*MATERIAL FOR THIS EXERCISE*.

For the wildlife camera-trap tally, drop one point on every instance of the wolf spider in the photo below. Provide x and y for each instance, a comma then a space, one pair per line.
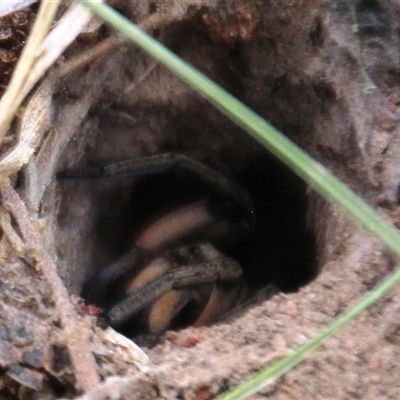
147, 284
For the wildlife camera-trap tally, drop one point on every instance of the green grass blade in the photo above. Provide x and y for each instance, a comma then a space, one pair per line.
278, 368
314, 173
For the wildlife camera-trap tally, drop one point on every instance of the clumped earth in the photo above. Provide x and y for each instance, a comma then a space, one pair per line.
326, 74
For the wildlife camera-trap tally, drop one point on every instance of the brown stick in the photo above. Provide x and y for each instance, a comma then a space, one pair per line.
77, 343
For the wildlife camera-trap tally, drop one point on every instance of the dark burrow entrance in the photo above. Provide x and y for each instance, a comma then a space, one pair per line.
112, 215
279, 249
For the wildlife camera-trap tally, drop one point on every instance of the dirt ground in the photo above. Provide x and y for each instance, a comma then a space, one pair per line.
324, 72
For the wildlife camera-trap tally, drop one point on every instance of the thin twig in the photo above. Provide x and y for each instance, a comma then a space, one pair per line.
78, 344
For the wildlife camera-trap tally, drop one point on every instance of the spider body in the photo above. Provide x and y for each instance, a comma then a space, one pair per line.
146, 281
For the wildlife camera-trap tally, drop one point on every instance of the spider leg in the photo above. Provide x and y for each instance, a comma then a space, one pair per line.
193, 170
180, 278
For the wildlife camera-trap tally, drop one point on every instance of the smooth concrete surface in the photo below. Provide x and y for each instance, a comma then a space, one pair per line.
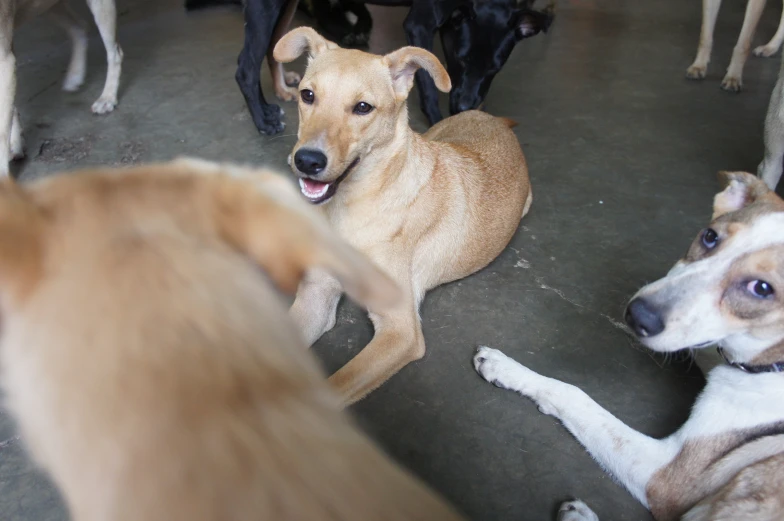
623, 153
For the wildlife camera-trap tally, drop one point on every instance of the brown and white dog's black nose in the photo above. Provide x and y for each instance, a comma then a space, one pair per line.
310, 161
644, 319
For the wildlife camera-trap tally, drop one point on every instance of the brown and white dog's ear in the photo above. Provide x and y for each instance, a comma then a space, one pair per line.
404, 63
299, 40
261, 215
741, 189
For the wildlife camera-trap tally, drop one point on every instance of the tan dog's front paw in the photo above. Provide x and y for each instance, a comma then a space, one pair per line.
696, 72
732, 83
104, 105
292, 78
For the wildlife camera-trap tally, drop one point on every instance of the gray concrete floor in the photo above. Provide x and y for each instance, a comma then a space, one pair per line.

*EXERCISE DESCRIPTION*.
Write out all of the data above word for word, leaving out the pictures.

*THE RESPONSE*.
For the wildlife camera-trap tally, drop one point on every instance of the wolf spider in the photo below. Provide x and y for each instance, a comma then a space, one pair per line.
147, 284
For the wildlife camera-trap tally, drop one point on every instance of the green grass blade in the photo above. Provide x and y for each instance, a comma then a space, one pair per line.
278, 368
314, 173
For the wildlife camera-trap tally, drop one point on every instance of the clumped earth in the photo above. Provide x and y for each instance, a comma then a space, one pair per line.
326, 74
For the wildlife camera-trap tally, drop one point on every instance of the brown stick in the photo above. Provide x and y for each instance, a comma then a space, one pair per line.
77, 343
For the wildlife camera-trap tally, drop one point on every instance of the dark burrow entrance in the photo above. Provide x and y for each instance, a comma then a space, one pair per line.
112, 215
279, 249
For the wildlife camera-trap tally, drop one point on every instance of the dirt ground in the photo above. Provide x and y for each instance, a comma then a space, one pair per line.
324, 72
For the wildlife camera-trap tally, drop one point on every instance of the thin twig in the photo above. Provide x and y for each instance, a comma then a space, one pair per line.
78, 344
For the wildlife camera-trap tally, drop one point on every instance of the spider body in the photo above. Provide x and y for each instance, a comma then a space, one pair per line.
146, 281
For the wildlife camera-trap tally, drop one point on every instance of the spider leg in the photo above. Provide x and y for each instance, a comma then a space, one pair per line.
193, 170
180, 278
For the wildlife camera-trap tally, drop one point on every instance of the smooth concrete surface in the photo below. Provide x and y for each instance, a comma then a space, one pair per line.
623, 153
For the wildlife camera-trap tally, drop one point on every instance of the brown and white dog's black nose in the photo above. Provide x and y for each instance, a comma then a space, one pair per line.
310, 161
644, 319
For the wildlife camera-trap tally, drop one point on every instance of the brown and white dog's ear in the photo above. Provide x and y for each instance, a comma then a space, one pair per line.
404, 63
299, 40
261, 215
741, 189
For the wildlife camera-trap tally, drop one point on every instance of the tan dog's front paw in the photo above. Provide x and y for each instance, a comma then a space, one pair per line.
696, 72
732, 83
104, 105
292, 78
For the wildlife camera-trap tally, drop one point on every instance of the gray concrete floor in the photo above. Provide x and y for each instance, a comma then a space, one pair per line.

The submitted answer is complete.